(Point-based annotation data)
((
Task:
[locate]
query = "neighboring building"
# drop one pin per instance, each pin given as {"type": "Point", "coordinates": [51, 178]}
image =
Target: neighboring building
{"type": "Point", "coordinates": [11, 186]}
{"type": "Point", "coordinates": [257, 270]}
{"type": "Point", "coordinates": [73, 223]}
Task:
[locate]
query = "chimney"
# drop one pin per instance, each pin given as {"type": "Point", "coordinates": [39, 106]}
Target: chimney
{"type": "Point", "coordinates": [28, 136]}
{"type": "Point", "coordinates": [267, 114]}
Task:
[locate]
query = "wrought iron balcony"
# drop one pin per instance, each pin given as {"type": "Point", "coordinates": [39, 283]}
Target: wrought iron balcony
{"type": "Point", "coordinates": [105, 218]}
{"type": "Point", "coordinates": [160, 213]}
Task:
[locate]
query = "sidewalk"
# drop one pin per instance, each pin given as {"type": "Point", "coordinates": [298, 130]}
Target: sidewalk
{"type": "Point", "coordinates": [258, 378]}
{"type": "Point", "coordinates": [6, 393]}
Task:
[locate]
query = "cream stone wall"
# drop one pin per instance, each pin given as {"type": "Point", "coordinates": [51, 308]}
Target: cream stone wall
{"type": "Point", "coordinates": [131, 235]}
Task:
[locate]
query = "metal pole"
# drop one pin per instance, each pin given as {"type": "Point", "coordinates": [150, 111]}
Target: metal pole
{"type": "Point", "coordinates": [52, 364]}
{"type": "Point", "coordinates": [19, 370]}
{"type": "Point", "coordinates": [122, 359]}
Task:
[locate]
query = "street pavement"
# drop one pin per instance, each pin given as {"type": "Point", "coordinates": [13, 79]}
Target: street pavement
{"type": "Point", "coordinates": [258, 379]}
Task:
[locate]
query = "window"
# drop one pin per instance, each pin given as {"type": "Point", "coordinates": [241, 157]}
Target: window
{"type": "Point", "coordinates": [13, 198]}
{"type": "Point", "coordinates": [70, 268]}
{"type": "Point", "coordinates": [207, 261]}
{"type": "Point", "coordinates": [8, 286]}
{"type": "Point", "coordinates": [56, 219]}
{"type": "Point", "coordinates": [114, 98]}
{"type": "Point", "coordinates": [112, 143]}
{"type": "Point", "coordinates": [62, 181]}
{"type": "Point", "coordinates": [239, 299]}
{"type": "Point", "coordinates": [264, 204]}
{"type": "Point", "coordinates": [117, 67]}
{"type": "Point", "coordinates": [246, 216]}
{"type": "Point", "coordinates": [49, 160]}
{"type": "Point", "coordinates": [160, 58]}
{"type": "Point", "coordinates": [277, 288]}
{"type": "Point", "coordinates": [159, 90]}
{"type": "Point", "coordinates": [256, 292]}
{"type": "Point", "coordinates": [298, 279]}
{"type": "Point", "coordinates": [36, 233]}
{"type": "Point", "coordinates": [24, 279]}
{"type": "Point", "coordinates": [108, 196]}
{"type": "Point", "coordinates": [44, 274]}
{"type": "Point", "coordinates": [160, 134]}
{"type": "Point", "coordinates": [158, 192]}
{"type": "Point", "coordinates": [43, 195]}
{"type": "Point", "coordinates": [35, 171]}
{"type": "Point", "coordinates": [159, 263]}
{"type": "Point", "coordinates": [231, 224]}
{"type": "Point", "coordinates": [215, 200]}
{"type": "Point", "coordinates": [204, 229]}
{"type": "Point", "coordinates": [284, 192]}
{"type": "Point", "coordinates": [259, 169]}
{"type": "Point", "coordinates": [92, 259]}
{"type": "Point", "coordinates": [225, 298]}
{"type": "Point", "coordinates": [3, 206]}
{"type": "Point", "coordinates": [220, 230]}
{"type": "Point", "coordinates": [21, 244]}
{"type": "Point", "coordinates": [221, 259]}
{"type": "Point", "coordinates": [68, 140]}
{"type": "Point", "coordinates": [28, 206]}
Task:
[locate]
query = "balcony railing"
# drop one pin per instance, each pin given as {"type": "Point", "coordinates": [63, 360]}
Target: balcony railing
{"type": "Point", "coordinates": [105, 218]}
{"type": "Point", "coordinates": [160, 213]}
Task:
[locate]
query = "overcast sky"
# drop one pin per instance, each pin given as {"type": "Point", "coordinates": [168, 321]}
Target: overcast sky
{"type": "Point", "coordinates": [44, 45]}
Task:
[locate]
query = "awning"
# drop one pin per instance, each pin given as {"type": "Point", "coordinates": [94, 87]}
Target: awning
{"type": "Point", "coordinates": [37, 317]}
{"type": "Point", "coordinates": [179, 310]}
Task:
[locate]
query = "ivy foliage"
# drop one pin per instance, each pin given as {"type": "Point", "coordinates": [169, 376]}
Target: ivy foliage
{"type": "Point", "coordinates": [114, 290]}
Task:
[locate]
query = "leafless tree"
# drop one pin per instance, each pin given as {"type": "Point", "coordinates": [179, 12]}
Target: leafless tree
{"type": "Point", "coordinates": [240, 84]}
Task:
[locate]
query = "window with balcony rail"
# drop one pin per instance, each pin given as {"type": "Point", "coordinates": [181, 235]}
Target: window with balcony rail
))
→ Task objective:
Reproduce the entries above in full by retyping them exactly.

→ Response to the task:
Task:
[locate]
query = "neighboring building"
# drop one pin per instance, each pin given as {"type": "Point", "coordinates": [51, 178]}
image =
Target: neighboring building
{"type": "Point", "coordinates": [11, 186]}
{"type": "Point", "coordinates": [257, 270]}
{"type": "Point", "coordinates": [73, 223]}
Task:
[locate]
query = "chimney"
# drop one pin per instance, each pin given as {"type": "Point", "coordinates": [39, 106]}
Target: chimney
{"type": "Point", "coordinates": [28, 136]}
{"type": "Point", "coordinates": [267, 114]}
Task:
[locate]
query = "wrought iron balcony"
# drop one pin per instance, each pin given as {"type": "Point", "coordinates": [39, 283]}
Target: wrought iron balcony
{"type": "Point", "coordinates": [105, 218]}
{"type": "Point", "coordinates": [160, 213]}
Task:
[locate]
query = "sidewalk"
# drop one pin per instance, each pin given as {"type": "Point", "coordinates": [298, 130]}
Target: sidewalk
{"type": "Point", "coordinates": [258, 378]}
{"type": "Point", "coordinates": [6, 393]}
Task:
[locate]
query = "cream stone wall"
# drop one pin per instance, each pin given as {"type": "Point", "coordinates": [51, 308]}
Target: cream stone wall
{"type": "Point", "coordinates": [131, 235]}
Task:
[locate]
query = "metal pole"
# drop one pin per instance, each pin given as {"type": "Point", "coordinates": [150, 111]}
Target: metal pole
{"type": "Point", "coordinates": [52, 364]}
{"type": "Point", "coordinates": [19, 370]}
{"type": "Point", "coordinates": [122, 359]}
Task:
[locate]
query = "street pavement"
# drop one pin per instance, each pin given as {"type": "Point", "coordinates": [13, 79]}
Target: street pavement
{"type": "Point", "coordinates": [258, 379]}
Task:
[locate]
query = "window"
# drop one pin per instance, each pin given as {"type": "Point", "coordinates": [241, 157]}
Target: window
{"type": "Point", "coordinates": [13, 198]}
{"type": "Point", "coordinates": [70, 268]}
{"type": "Point", "coordinates": [207, 261]}
{"type": "Point", "coordinates": [8, 286]}
{"type": "Point", "coordinates": [56, 219]}
{"type": "Point", "coordinates": [114, 98]}
{"type": "Point", "coordinates": [112, 143]}
{"type": "Point", "coordinates": [62, 181]}
{"type": "Point", "coordinates": [239, 299]}
{"type": "Point", "coordinates": [264, 204]}
{"type": "Point", "coordinates": [117, 67]}
{"type": "Point", "coordinates": [246, 216]}
{"type": "Point", "coordinates": [49, 160]}
{"type": "Point", "coordinates": [160, 58]}
{"type": "Point", "coordinates": [277, 288]}
{"type": "Point", "coordinates": [159, 90]}
{"type": "Point", "coordinates": [256, 292]}
{"type": "Point", "coordinates": [298, 279]}
{"type": "Point", "coordinates": [36, 233]}
{"type": "Point", "coordinates": [24, 279]}
{"type": "Point", "coordinates": [108, 196]}
{"type": "Point", "coordinates": [44, 274]}
{"type": "Point", "coordinates": [160, 134]}
{"type": "Point", "coordinates": [158, 192]}
{"type": "Point", "coordinates": [43, 195]}
{"type": "Point", "coordinates": [35, 171]}
{"type": "Point", "coordinates": [159, 263]}
{"type": "Point", "coordinates": [231, 224]}
{"type": "Point", "coordinates": [215, 200]}
{"type": "Point", "coordinates": [204, 229]}
{"type": "Point", "coordinates": [284, 192]}
{"type": "Point", "coordinates": [259, 169]}
{"type": "Point", "coordinates": [92, 259]}
{"type": "Point", "coordinates": [225, 298]}
{"type": "Point", "coordinates": [3, 206]}
{"type": "Point", "coordinates": [220, 230]}
{"type": "Point", "coordinates": [21, 244]}
{"type": "Point", "coordinates": [221, 259]}
{"type": "Point", "coordinates": [68, 140]}
{"type": "Point", "coordinates": [28, 206]}
Task:
[locate]
query = "balcony railing"
# drop one pin per instance, each pin given as {"type": "Point", "coordinates": [63, 360]}
Target: balcony railing
{"type": "Point", "coordinates": [105, 218]}
{"type": "Point", "coordinates": [160, 213]}
Task:
[locate]
query = "overcast sky"
# drop one pin per instance, each pin given as {"type": "Point", "coordinates": [168, 321]}
Target: overcast sky
{"type": "Point", "coordinates": [44, 45]}
Task:
[locate]
query = "awning"
# drop one pin per instance, each pin given as {"type": "Point", "coordinates": [94, 87]}
Target: awning
{"type": "Point", "coordinates": [37, 317]}
{"type": "Point", "coordinates": [179, 310]}
Task:
[locate]
query = "ivy foliage"
# drop one pin per instance, each pin given as {"type": "Point", "coordinates": [169, 376]}
Target: ivy foliage
{"type": "Point", "coordinates": [114, 290]}
Task:
[locate]
query = "leafless tree"
# drop one pin per instance, each pin given as {"type": "Point", "coordinates": [179, 12]}
Target: leafless tree
{"type": "Point", "coordinates": [240, 84]}
Task:
[locate]
query = "window with balcony rail"
# drop one pin per instance, each pin given as {"type": "Point", "coordinates": [181, 235]}
Target: window with balcony rail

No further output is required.